** DESCRIPTION OF THE TASK **
Scan the records below for the string "wooden" and return every line where it appears.

** Data records **
-*-

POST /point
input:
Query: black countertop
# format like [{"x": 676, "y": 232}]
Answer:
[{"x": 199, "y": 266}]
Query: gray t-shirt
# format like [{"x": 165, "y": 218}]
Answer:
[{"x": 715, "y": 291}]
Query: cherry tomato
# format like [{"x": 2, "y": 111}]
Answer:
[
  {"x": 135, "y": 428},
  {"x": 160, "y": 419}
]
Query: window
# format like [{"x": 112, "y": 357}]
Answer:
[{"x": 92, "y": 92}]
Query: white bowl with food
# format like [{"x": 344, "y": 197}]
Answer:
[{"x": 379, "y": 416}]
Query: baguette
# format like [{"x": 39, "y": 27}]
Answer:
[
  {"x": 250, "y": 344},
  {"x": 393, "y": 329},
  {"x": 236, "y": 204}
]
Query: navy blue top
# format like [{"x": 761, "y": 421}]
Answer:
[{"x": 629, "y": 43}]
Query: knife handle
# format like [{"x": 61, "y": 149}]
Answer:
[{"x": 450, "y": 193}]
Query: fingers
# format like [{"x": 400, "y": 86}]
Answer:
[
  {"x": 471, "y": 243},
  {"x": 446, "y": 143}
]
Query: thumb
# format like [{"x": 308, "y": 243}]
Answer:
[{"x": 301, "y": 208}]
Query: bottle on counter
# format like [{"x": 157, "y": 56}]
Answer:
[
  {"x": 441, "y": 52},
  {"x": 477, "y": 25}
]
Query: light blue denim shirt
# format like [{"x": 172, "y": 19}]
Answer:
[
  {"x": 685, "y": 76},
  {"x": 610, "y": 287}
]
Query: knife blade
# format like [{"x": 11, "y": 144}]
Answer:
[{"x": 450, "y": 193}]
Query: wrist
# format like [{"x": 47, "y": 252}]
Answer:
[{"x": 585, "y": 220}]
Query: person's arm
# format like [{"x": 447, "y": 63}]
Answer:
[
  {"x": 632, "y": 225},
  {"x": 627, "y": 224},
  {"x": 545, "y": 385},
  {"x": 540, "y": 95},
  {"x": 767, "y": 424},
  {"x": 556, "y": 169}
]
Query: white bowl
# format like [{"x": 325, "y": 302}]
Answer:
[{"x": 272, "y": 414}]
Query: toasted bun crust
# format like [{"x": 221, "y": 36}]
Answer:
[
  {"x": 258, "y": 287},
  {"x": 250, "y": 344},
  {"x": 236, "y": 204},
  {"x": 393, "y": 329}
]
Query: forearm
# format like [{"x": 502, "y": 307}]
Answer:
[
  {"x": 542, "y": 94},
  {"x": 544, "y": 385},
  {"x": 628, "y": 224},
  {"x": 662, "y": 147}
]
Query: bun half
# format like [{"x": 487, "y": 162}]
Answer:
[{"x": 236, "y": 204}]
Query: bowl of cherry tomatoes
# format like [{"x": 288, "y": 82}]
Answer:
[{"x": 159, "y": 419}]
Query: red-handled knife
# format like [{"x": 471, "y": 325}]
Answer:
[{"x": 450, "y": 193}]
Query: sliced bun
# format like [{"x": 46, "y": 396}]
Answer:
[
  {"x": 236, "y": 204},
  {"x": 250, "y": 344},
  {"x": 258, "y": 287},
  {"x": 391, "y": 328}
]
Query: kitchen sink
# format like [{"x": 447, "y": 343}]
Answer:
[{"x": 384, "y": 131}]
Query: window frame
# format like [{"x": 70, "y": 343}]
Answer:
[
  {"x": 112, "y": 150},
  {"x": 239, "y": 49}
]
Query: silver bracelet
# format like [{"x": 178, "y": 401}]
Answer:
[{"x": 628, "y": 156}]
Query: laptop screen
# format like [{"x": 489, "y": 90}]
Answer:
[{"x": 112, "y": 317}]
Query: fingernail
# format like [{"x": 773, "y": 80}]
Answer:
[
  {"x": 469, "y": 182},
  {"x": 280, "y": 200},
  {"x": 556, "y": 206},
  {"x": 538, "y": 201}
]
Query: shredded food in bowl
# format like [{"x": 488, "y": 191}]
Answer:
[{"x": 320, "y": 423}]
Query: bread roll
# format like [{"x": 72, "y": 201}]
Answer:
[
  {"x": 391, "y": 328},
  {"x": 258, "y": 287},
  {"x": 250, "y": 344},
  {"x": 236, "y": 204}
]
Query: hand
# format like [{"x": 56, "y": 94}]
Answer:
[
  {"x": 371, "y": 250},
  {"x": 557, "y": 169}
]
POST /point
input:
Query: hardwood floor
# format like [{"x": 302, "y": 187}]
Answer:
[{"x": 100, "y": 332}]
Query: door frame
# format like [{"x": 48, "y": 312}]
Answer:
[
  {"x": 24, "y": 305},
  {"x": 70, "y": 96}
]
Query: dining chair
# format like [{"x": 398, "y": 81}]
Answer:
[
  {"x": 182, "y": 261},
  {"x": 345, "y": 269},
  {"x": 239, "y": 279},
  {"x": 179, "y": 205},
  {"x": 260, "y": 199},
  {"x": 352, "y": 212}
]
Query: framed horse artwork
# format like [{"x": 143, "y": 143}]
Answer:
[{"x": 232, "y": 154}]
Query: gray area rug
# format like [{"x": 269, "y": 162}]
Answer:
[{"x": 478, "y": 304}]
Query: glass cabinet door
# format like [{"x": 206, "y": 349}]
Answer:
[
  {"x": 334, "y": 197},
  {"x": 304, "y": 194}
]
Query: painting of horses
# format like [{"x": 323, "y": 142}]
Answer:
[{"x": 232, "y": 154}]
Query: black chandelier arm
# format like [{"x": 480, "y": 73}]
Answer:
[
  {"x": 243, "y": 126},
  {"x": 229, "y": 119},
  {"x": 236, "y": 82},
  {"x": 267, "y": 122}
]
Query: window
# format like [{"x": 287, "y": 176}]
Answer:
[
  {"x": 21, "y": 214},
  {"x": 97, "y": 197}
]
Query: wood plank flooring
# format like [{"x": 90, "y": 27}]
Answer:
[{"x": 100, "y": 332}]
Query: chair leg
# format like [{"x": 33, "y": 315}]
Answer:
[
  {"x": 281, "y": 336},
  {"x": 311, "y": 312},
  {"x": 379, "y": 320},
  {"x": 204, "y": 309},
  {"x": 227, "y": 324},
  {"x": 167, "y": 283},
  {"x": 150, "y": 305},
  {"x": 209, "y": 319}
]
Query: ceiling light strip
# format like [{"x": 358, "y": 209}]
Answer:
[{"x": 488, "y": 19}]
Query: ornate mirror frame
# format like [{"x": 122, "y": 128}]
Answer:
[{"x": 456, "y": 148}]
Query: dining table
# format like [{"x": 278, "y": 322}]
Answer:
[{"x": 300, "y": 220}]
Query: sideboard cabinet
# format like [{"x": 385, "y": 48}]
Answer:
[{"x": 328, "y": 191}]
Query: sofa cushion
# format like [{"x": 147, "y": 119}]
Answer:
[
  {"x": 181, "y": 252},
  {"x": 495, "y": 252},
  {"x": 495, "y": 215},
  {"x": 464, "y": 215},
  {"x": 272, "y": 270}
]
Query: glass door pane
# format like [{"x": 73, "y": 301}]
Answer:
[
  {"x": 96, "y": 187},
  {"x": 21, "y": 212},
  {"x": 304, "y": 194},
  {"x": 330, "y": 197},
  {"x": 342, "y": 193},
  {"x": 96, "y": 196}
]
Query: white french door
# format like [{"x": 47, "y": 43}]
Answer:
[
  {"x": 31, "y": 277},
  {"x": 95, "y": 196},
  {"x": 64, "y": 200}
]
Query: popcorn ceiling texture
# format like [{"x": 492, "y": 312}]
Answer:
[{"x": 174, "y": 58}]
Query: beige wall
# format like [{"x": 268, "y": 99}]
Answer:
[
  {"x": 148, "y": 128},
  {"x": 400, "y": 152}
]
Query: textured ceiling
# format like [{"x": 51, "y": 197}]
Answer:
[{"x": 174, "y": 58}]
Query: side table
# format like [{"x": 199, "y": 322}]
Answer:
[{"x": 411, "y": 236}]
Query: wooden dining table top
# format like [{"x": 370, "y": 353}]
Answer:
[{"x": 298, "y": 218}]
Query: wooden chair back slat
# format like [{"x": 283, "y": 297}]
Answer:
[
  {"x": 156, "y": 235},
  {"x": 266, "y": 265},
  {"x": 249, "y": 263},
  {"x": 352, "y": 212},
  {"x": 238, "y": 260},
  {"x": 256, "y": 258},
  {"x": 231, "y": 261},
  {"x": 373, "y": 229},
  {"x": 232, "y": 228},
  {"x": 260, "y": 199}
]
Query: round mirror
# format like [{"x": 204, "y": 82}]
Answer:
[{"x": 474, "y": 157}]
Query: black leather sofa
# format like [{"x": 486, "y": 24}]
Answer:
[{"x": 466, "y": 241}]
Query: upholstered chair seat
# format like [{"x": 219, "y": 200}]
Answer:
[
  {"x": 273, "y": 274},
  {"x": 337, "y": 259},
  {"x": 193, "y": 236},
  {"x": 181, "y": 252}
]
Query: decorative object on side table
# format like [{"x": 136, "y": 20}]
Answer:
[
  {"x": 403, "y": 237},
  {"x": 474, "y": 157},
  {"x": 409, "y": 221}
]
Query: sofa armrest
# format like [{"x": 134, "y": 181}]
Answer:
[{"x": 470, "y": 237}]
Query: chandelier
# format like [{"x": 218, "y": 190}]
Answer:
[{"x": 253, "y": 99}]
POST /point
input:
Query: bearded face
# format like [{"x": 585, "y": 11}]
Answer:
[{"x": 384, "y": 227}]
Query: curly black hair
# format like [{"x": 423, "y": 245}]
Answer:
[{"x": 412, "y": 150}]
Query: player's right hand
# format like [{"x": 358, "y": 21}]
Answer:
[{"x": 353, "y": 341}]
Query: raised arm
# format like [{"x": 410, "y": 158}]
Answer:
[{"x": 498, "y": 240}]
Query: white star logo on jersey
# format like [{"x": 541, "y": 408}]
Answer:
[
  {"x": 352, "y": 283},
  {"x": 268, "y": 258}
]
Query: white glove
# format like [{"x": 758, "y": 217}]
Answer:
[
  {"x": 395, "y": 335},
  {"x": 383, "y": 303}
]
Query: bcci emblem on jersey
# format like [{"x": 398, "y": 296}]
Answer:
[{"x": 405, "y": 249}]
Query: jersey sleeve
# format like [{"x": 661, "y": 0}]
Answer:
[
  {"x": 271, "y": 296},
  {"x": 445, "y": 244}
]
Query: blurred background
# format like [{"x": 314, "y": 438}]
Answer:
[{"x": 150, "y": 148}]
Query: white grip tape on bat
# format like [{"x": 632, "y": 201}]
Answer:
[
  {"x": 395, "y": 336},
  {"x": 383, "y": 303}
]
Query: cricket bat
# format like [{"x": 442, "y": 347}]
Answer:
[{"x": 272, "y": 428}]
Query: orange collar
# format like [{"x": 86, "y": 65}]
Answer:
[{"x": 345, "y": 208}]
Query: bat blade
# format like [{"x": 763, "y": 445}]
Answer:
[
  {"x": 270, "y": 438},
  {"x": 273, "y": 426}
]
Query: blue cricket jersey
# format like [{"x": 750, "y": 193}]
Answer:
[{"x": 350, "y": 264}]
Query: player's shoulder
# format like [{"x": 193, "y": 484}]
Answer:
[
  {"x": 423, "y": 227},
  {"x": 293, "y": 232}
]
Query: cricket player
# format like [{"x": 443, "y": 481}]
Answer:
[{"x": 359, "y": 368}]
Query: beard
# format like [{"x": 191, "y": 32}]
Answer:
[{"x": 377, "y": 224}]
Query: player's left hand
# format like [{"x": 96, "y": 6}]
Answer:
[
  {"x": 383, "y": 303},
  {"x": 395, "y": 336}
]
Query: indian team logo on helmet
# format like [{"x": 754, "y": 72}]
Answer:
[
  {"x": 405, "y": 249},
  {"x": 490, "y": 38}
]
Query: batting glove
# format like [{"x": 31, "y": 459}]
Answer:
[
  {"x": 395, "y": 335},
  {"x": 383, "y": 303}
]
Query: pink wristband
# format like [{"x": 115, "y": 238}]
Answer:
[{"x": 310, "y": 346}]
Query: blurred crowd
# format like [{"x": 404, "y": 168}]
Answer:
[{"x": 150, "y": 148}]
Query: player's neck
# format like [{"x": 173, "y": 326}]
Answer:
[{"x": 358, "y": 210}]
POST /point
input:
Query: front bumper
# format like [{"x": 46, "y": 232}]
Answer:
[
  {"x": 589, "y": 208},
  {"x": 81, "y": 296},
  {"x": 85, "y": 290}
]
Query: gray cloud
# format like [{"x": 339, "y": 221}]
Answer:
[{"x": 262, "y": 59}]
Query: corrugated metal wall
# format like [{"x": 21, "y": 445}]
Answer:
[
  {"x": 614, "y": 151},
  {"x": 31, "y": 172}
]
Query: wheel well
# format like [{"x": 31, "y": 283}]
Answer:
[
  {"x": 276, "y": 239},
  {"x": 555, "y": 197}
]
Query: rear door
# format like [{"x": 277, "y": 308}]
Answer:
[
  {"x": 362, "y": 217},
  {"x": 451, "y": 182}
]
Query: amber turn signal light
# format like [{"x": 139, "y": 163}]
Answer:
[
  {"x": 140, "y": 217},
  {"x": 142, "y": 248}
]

-*-

** SOLVED EXERCISE **
Query: wooden dining table top
Query: wooden chair back slat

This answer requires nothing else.